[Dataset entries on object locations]

◆ ◆ ◆

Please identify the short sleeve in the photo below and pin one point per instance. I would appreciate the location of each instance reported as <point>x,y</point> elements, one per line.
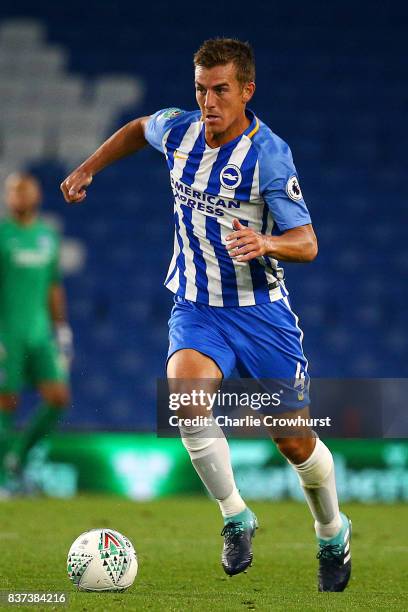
<point>160,123</point>
<point>280,188</point>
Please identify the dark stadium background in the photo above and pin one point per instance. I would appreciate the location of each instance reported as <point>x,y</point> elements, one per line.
<point>331,80</point>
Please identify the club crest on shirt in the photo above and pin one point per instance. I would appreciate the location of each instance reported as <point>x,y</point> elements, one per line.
<point>293,189</point>
<point>230,176</point>
<point>170,113</point>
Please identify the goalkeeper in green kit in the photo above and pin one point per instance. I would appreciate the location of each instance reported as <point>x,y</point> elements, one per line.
<point>35,339</point>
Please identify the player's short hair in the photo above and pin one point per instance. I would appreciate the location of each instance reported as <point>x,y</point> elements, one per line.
<point>221,51</point>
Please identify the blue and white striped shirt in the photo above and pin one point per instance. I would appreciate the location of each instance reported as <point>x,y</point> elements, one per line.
<point>251,178</point>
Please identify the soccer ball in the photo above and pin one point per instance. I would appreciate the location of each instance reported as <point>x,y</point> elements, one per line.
<point>102,560</point>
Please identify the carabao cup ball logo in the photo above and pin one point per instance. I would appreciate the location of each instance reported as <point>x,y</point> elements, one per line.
<point>230,176</point>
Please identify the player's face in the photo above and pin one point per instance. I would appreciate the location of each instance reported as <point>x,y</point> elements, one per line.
<point>222,99</point>
<point>23,195</point>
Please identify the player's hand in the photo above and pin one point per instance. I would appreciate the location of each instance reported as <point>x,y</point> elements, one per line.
<point>245,243</point>
<point>74,186</point>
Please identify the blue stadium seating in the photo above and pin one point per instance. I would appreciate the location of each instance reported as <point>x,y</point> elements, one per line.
<point>331,80</point>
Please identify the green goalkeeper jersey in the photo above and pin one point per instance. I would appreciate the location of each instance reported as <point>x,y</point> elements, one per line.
<point>29,265</point>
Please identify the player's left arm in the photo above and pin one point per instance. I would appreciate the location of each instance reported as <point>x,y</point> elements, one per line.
<point>298,244</point>
<point>280,189</point>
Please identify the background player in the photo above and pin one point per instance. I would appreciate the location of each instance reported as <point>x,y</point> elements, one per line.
<point>229,171</point>
<point>35,339</point>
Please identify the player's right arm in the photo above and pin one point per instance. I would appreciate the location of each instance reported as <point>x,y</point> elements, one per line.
<point>129,139</point>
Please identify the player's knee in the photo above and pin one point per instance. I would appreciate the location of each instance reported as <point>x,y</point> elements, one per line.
<point>296,450</point>
<point>198,439</point>
<point>8,402</point>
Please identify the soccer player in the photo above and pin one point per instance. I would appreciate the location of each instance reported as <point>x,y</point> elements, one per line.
<point>35,339</point>
<point>238,209</point>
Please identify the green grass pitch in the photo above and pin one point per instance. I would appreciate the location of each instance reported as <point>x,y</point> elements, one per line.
<point>178,546</point>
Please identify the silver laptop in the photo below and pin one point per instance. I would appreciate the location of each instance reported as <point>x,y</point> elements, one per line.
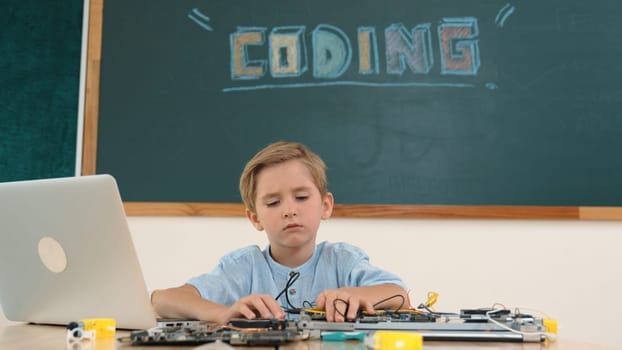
<point>66,254</point>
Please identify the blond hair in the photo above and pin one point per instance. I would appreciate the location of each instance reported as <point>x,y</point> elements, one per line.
<point>277,153</point>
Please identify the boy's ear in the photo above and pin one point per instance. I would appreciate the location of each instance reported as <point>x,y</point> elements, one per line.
<point>252,217</point>
<point>327,205</point>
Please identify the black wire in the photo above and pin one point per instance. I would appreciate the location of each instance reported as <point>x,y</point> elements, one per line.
<point>392,297</point>
<point>293,276</point>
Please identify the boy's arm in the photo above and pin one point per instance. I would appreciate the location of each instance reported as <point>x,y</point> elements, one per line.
<point>186,302</point>
<point>347,301</point>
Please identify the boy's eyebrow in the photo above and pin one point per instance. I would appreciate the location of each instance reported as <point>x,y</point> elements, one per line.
<point>276,194</point>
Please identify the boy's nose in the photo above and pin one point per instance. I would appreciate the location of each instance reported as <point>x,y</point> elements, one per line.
<point>289,210</point>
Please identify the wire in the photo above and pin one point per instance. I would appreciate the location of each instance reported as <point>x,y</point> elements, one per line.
<point>293,276</point>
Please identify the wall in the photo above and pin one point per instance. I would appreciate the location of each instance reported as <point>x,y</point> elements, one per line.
<point>569,270</point>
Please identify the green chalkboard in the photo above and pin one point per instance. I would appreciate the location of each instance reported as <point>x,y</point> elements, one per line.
<point>40,45</point>
<point>451,102</point>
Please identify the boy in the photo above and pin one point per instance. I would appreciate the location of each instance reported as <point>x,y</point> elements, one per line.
<point>284,189</point>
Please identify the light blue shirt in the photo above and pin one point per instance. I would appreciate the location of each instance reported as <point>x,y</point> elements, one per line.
<point>250,270</point>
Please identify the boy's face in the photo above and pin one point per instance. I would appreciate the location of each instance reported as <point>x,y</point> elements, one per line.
<point>289,206</point>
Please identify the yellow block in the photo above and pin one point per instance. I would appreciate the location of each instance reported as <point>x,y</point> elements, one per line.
<point>102,327</point>
<point>550,325</point>
<point>391,340</point>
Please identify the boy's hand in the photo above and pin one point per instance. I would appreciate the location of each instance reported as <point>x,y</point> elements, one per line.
<point>255,306</point>
<point>341,305</point>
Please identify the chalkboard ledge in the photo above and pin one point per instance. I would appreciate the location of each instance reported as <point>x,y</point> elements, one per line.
<point>389,211</point>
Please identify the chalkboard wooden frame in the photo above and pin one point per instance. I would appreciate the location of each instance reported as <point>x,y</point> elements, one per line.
<point>237,209</point>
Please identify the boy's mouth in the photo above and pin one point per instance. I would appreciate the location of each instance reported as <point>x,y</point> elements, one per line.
<point>291,226</point>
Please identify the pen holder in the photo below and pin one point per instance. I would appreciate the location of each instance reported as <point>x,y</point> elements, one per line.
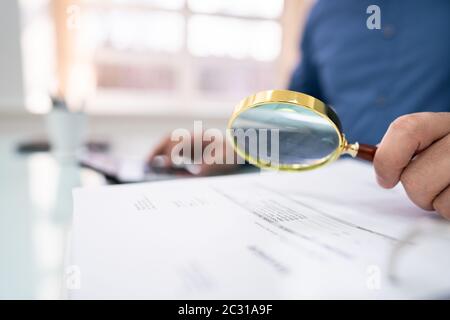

◆ ◆ ◆

» **THE REQUEST**
Set down every line of the entries above again without changing anything, but omit the pictures.

» **WRITTEN ANSWER**
Please identify the short sleeve in the photo below and pin one point per instance. I would appreciate the location of each instance reported as <point>x,y</point> elements, one per line.
<point>160,123</point>
<point>280,188</point>
Please identify the dark stadium background in the photo above and pin one point per instance. I would appreciate the location of each instance reported as <point>x,y</point> elements, one per line.
<point>331,80</point>
Please identify the club crest on shirt in the photo above and pin one point per instance. I would appreciate the location of each instance reported as <point>x,y</point> elements, one per line.
<point>293,189</point>
<point>230,176</point>
<point>170,113</point>
Please identify the goalkeeper in green kit in the photo above and pin one point per instance. I would appreciate the location of each instance reported as <point>x,y</point> elements, one per line.
<point>35,339</point>
Please identify the player's short hair in the photo above and pin one point per instance. I would appreciate the location of each instance reported as <point>x,y</point> elements, one per line.
<point>221,51</point>
Please identify the blue and white striped shirt in the photo above and pin one point per instance. I would appreciate the location of each instance reported as <point>x,y</point> elements, one per line.
<point>251,178</point>
Please identify the soccer ball in the photo above and pin one point per instance. I would appreciate the location of each instance reported as <point>x,y</point> elements, one per line.
<point>102,560</point>
Please identify the carabao cup ball logo in the photo above and pin one point per instance. I would appreciate the location of each instance reported as <point>x,y</point> elements, one per line.
<point>230,176</point>
Please identify the player's face in the photo above and pin one point per instance. I would appreciate the location of each instance reported as <point>x,y</point> elements, one per line.
<point>222,99</point>
<point>23,195</point>
Please identify the player's hand in the photo above and pin one point per instance. I would appreciate the location of each instance reported as <point>x,y</point> elements, one per line.
<point>245,243</point>
<point>74,186</point>
Please identify the blue stadium seating in the photo above and pin one point per instance. I would appreciate the location of each instance reported as <point>x,y</point> elements, one per line.
<point>331,80</point>
Please identify the green goalkeeper jersey in the photo above and pin one point per instance. I would appreciate the location of each instance reported as <point>x,y</point> elements, one per line.
<point>29,265</point>
Please identify the player's left arm in the photo above and pin one point per instance. I would appreciate the location of each instance reported as <point>x,y</point> elements, one per line.
<point>298,244</point>
<point>280,189</point>
Please identify the background player in the photo above and pin one point per instance. I would appreciate the location of each instance reported as <point>x,y</point> elements, one per line.
<point>229,171</point>
<point>35,339</point>
Please identify the player's right arm in the photo above and pin one point per instance. I would appreciate the location of each instance reported as <point>x,y</point> elements, one per line.
<point>129,139</point>
Please identify the player's knee in the photo above and pin one point per instance. I would appreciate the location of each instance reported as <point>x,y</point> elements, one per line.
<point>296,450</point>
<point>198,439</point>
<point>8,402</point>
Please identify the soccer player in the photo above and pin one point per instance. I would appreciate the location of each instance reported as <point>x,y</point> elements, one per line.
<point>35,339</point>
<point>238,209</point>
Please identify the green grass pitch in the photo above and pin one point per instance. I would appreciate the location of each instance reported as <point>x,y</point> elements, one per line.
<point>178,546</point>
Please identify the silver laptop in the photo below and pin one point per instance. I would appreciate the location of each instance reported as <point>x,y</point> elements, one per line.
<point>66,254</point>
Please identify the blond hair in the photo above and pin one point per instance. I would appreciate the location of each instance reported as <point>x,y</point> elements, one per line.
<point>277,153</point>
Please identify the boy's ear in the photo above and pin one point per instance. I would appreciate the location of each instance reported as <point>x,y</point> elements, one per line.
<point>252,217</point>
<point>327,205</point>
Please identify the black wire in the photo above and pin one point per instance. I would appreciate the location of each instance reported as <point>x,y</point> elements, one per line.
<point>392,297</point>
<point>293,276</point>
Please identify the boy's arm in the photo above and pin one point per instance. I would appreciate the location of each instance reported as <point>x,y</point> elements, one per line.
<point>186,302</point>
<point>347,301</point>
Please identify the boy's eyebrow in the photo above and pin one point per instance. I would appreciate the location of each instance reported as <point>x,y</point> elements, one per line.
<point>276,194</point>
Please identify the boy's nose in the photo above and pin one point per instance. I would appreciate the location of each instance reported as <point>x,y</point> elements, one per line.
<point>289,210</point>
Please identify the wire in the photo above and pin one point per instance. I would appreciate the location of each instance reported as <point>x,y</point> elements, one per line.
<point>293,276</point>
Please identify the wall in the photo above and pin one point per instance. I would appreciate the location of each instance reported as <point>x,y</point> elements, one per line.
<point>569,270</point>
Please identify the green chalkboard in the photo above and pin one point per instance. I would appreciate the location of each instance reported as <point>x,y</point> elements, one per line.
<point>40,45</point>
<point>451,102</point>
Please identify the boy in the photo above and pin one point per instance. I would appreciate the location of each instance reported as <point>x,y</point> elements, one per line.
<point>284,189</point>
Please identify the light blue shirt in the photo above and pin one point per instance. I would appreciate the location of each instance reported as <point>x,y</point> elements, one per line.
<point>250,270</point>
Please identify the boy's face in the photo above and pin one point per instance. I would appreciate the location of each instance reported as <point>x,y</point> elements, one per line.
<point>289,206</point>
Please identify the yellow block in the photo above and pin one point per instance. I would appreciate the location of each instance reported as <point>x,y</point> elements, one per line.
<point>102,327</point>
<point>550,325</point>
<point>391,340</point>
Please identify the boy's hand in the photo above and pin one point per instance. I would appreciate the location of each instance reported as <point>x,y</point> elements, one per line.
<point>255,306</point>
<point>341,305</point>
Please identify the chalkboard ledge in the photo above and pin one point per instance. I would appreciate the location of each instance reported as <point>x,y</point> elements, one per line.
<point>389,211</point>
Please identify the chalkboard wooden frame in the photo above and pin one point per instance. I would appreciate the location of each instance reported as <point>x,y</point> elements, one per line.
<point>237,209</point>
Please identify the boy's mouth in the photo above and pin one point per instance. I would appreciate the location of each instance reported as <point>x,y</point> elements, one per line.
<point>291,226</point>
Please identify the pen holder in the photo below and pin one point per instance. I would appreciate the location of each instance reported as <point>x,y</point> elements, one per line.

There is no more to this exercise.